- **Problem details**
Write out every single entry exactly.

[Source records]
-*-

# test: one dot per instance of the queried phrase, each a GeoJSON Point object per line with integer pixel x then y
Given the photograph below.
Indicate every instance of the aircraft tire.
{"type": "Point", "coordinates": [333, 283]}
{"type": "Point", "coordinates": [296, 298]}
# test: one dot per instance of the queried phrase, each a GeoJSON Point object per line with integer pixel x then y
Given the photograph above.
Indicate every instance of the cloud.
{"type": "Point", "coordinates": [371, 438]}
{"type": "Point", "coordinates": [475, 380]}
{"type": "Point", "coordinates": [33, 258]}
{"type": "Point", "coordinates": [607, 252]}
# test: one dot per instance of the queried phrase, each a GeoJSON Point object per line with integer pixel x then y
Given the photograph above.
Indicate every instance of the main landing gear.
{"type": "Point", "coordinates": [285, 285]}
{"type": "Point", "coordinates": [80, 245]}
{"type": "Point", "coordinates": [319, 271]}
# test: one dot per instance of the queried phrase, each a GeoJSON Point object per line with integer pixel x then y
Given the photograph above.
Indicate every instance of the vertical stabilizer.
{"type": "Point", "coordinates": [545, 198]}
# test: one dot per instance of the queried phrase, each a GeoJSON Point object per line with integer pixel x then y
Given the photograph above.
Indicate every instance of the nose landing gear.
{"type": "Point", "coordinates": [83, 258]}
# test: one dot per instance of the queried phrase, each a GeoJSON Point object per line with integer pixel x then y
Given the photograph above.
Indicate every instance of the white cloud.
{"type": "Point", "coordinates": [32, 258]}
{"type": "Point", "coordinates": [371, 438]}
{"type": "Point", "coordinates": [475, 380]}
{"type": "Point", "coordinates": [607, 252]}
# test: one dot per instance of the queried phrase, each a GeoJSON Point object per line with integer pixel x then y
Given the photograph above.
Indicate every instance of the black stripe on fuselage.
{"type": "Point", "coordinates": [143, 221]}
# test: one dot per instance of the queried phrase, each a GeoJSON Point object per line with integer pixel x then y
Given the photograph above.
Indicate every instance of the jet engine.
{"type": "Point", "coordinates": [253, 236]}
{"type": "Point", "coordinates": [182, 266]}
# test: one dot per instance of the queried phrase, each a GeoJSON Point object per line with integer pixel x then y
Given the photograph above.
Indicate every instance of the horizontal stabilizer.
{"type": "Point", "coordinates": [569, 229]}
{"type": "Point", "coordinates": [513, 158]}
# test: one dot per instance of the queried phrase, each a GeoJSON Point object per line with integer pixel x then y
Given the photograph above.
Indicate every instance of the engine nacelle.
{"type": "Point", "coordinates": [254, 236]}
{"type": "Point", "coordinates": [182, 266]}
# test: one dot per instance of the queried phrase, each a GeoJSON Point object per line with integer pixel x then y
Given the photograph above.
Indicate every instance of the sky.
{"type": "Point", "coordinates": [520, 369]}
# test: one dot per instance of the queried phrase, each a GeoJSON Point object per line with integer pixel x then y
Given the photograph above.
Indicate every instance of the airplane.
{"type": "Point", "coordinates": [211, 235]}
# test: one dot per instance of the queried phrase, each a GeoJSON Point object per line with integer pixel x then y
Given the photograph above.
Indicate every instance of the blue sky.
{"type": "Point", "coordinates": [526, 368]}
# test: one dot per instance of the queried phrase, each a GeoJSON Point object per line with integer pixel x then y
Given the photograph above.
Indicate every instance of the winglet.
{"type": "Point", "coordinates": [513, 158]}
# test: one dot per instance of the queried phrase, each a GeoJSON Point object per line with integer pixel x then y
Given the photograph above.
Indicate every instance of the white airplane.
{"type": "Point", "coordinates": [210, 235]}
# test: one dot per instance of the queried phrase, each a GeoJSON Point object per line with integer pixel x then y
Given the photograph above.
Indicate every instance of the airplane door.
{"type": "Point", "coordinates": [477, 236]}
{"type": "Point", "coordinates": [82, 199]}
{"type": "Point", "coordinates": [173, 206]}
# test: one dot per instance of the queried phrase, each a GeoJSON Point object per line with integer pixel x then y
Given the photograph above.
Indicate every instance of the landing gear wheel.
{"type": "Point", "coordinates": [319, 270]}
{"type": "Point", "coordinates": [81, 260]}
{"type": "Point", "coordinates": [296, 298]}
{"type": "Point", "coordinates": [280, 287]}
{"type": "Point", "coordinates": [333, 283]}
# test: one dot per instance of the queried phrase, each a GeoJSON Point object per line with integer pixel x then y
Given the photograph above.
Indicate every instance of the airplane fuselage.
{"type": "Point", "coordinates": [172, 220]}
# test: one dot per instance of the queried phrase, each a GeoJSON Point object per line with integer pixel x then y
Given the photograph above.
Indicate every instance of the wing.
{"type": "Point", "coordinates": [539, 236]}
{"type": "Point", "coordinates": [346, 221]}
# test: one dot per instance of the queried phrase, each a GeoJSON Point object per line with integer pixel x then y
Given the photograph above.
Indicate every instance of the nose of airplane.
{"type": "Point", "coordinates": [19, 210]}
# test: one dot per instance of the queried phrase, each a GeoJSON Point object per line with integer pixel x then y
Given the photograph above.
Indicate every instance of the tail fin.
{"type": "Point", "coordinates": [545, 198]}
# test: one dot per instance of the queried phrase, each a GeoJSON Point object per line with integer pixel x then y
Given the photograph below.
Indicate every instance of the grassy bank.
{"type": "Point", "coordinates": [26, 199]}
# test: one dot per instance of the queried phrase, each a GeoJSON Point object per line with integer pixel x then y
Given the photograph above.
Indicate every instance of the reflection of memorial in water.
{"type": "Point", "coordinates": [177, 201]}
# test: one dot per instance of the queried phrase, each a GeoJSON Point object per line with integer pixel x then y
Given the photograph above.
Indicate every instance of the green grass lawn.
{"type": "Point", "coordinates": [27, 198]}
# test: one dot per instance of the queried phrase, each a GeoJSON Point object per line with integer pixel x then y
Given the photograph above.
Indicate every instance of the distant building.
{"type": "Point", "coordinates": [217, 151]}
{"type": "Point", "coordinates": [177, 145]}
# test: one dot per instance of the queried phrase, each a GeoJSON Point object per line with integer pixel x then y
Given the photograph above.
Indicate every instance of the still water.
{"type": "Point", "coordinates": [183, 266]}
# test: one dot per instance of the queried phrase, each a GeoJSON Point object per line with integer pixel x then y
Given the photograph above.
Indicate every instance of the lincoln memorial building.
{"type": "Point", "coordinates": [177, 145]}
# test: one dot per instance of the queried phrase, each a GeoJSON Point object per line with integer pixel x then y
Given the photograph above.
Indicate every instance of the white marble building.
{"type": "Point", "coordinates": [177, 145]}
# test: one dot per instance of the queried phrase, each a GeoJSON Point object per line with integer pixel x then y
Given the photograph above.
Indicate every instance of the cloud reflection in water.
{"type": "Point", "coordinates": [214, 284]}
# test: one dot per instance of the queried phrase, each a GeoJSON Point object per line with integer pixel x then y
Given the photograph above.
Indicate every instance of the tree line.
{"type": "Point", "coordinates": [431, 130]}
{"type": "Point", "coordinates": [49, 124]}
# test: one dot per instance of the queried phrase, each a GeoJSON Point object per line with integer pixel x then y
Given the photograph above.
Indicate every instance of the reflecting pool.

-*-

- **Problem solution**
# test: one dot per instance of the queried phrase, each a GeoJSON Point object per line with integer pixel x then y
Given the photograph below.
Indicate every instance of the aircraft tire.
{"type": "Point", "coordinates": [333, 283]}
{"type": "Point", "coordinates": [296, 298]}
# test: one dot per instance of the queried phrase, each a GeoJSON Point object per line with integer pixel x then y
Given the photograph above.
Indicate every instance of the cloud.
{"type": "Point", "coordinates": [371, 438]}
{"type": "Point", "coordinates": [475, 380]}
{"type": "Point", "coordinates": [33, 258]}
{"type": "Point", "coordinates": [607, 252]}
# test: one dot per instance of the queried phrase, each a GeoJSON Point object per line with integer pixel x then y
Given the photograph above.
Indicate every instance of the main landing gear.
{"type": "Point", "coordinates": [285, 285]}
{"type": "Point", "coordinates": [80, 245]}
{"type": "Point", "coordinates": [319, 271]}
# test: one dot per instance of the queried phrase, each a GeoJSON Point object per line with integer pixel x then y
Given the photograph above.
Indicate every instance of the vertical stabilizer.
{"type": "Point", "coordinates": [545, 198]}
# test: one dot per instance of the queried phrase, each a GeoJSON Point object per line with integer pixel x then y
Given the photograph above.
Indicate every instance of the nose landing gear.
{"type": "Point", "coordinates": [83, 258]}
# test: one dot per instance of the queried phrase, each a GeoJSON Point object per line with integer pixel x then y
Given the photograph above.
Indicate every instance of the white cloud.
{"type": "Point", "coordinates": [32, 258]}
{"type": "Point", "coordinates": [371, 438]}
{"type": "Point", "coordinates": [475, 380]}
{"type": "Point", "coordinates": [607, 252]}
# test: one dot per instance of the queried phrase, each a GeoJSON Point object per line with integer pixel x then y
Given the photograph above.
Indicate every instance of the black stripe on fuselage.
{"type": "Point", "coordinates": [143, 221]}
# test: one dot per instance of the queried phrase, each a GeoJSON Point object per line with integer pixel x then y
Given the photograph above.
Indicate every instance of the jet engine.
{"type": "Point", "coordinates": [253, 236]}
{"type": "Point", "coordinates": [182, 266]}
# test: one dot per instance of the queried phrase, each a GeoJSON Point object per line with integer pixel x then y
Given the photograph above.
Indicate every instance of the horizontal stabilizer.
{"type": "Point", "coordinates": [569, 229]}
{"type": "Point", "coordinates": [513, 158]}
# test: one dot per instance of the queried phrase, each a GeoJSON Point object per line with integer pixel x then y
Given the photograph above.
Indicate every instance of the engine nacelle.
{"type": "Point", "coordinates": [254, 236]}
{"type": "Point", "coordinates": [182, 266]}
# test: one dot per instance of the queried phrase, each a GeoJSON Point object per line with integer pixel x then y
Given the photograph above.
Indicate every instance of the sky.
{"type": "Point", "coordinates": [520, 369]}
# test: one dot per instance of the queried phrase, each a GeoJSON Point object per line with integer pixel x then y
Given the photograph above.
Indicate every instance of the airplane.
{"type": "Point", "coordinates": [211, 235]}
# test: one dot per instance of the queried phrase, each a GeoJSON Point object per line with integer pixel x then y
Given the photograph above.
Indicate every instance of the blue sky.
{"type": "Point", "coordinates": [526, 368]}
# test: one dot per instance of the queried phrase, each a GeoJSON Point object per line with integer pixel x then y
Given the photograph above.
Indicate every instance of the winglet.
{"type": "Point", "coordinates": [513, 158]}
# test: one dot per instance of the queried phrase, each a GeoJSON Point object per line with integer pixel x then y
Given the photograph above.
Indicate every instance of the white airplane.
{"type": "Point", "coordinates": [210, 235]}
# test: one dot per instance of the queried phrase, each a GeoJSON Point object per line with integer pixel x then y
Given the photograph above.
Indicate every instance of the airplane door.
{"type": "Point", "coordinates": [477, 236]}
{"type": "Point", "coordinates": [82, 199]}
{"type": "Point", "coordinates": [173, 206]}
# test: one dot per instance of the queried phrase, each a GeoJSON Point object per line with integer pixel x then y
Given the photograph above.
Indicate every instance of the landing gear wheel.
{"type": "Point", "coordinates": [319, 270]}
{"type": "Point", "coordinates": [81, 260]}
{"type": "Point", "coordinates": [296, 298]}
{"type": "Point", "coordinates": [280, 287]}
{"type": "Point", "coordinates": [333, 283]}
# test: one dot per instance of the queried phrase, each a GeoJSON Point object per line with integer pixel x then y
Given the photograph above.
Indicate every instance of the airplane fuselage.
{"type": "Point", "coordinates": [172, 220]}
# test: one dot per instance of the queried phrase, each a GeoJSON Point object per line with integer pixel x then y
Given the photograph above.
Indicate every instance of the wing.
{"type": "Point", "coordinates": [539, 236]}
{"type": "Point", "coordinates": [346, 221]}
# test: one dot per instance of the queried phrase, each a GeoJSON Point object per line with integer pixel x then y
Given the photograph above.
Indicate every instance of the nose of airplane.
{"type": "Point", "coordinates": [19, 210]}
# test: one dot per instance of the queried phrase, each a GeoJSON Point object per line with integer pixel x then y
Given the photograph above.
Indicate every instance of the tail fin.
{"type": "Point", "coordinates": [545, 198]}
# test: one dot per instance of the queried phrase, each a GeoJSON Point object per line with integer pixel x then y
Given the photograph below.
Indicate every instance of the grassy bank.
{"type": "Point", "coordinates": [26, 199]}
# test: one dot per instance of the queried phrase, each a GeoJSON Point object per line with integer pixel x then y
Given the photograph above.
Indicate every instance of the reflection of memorial in water.
{"type": "Point", "coordinates": [177, 201]}
# test: one dot per instance of the queried phrase, each a GeoJSON Point object per line with integer pixel x then y
Given the photograph above.
Indicate every instance of the green grass lawn.
{"type": "Point", "coordinates": [27, 198]}
# test: one dot per instance of the queried phrase, each a GeoJSON Point object per line with integer pixel x then y
Given the photograph above.
Indicate every instance of the distant building.
{"type": "Point", "coordinates": [217, 151]}
{"type": "Point", "coordinates": [177, 145]}
# test: one dot per instance of the queried phrase, each a GeoJSON Point object per line with integer pixel x then y
Given the photograph above.
Indicate every instance of the still water.
{"type": "Point", "coordinates": [183, 266]}
# test: one dot per instance of the queried phrase, each a GeoJSON Point object per line with integer pixel x then y
Given the photograph above.
Indicate every instance of the lincoln memorial building.
{"type": "Point", "coordinates": [177, 145]}
# test: one dot per instance of the queried phrase, each a GeoJSON Point object per line with integer pixel x then y
Given the photograph above.
Indicate every instance of the white marble building.
{"type": "Point", "coordinates": [177, 145]}
# test: one dot per instance of the queried phrase, each a GeoJSON Point object per line with integer pixel x then y
Given the photograph above.
Indicate every instance of the cloud reflection in water.
{"type": "Point", "coordinates": [214, 284]}
# test: one dot per instance of the queried phrase, each a GeoJSON Point object per line with integer pixel x then y
Given the photograph above.
Indicate every instance of the tree line.
{"type": "Point", "coordinates": [431, 130]}
{"type": "Point", "coordinates": [49, 124]}
# test: one dot per instance of the queried phrase, each a GeoJSON Point object per line with integer pixel x then y
Given the photograph above.
Indicate every instance of the reflecting pool.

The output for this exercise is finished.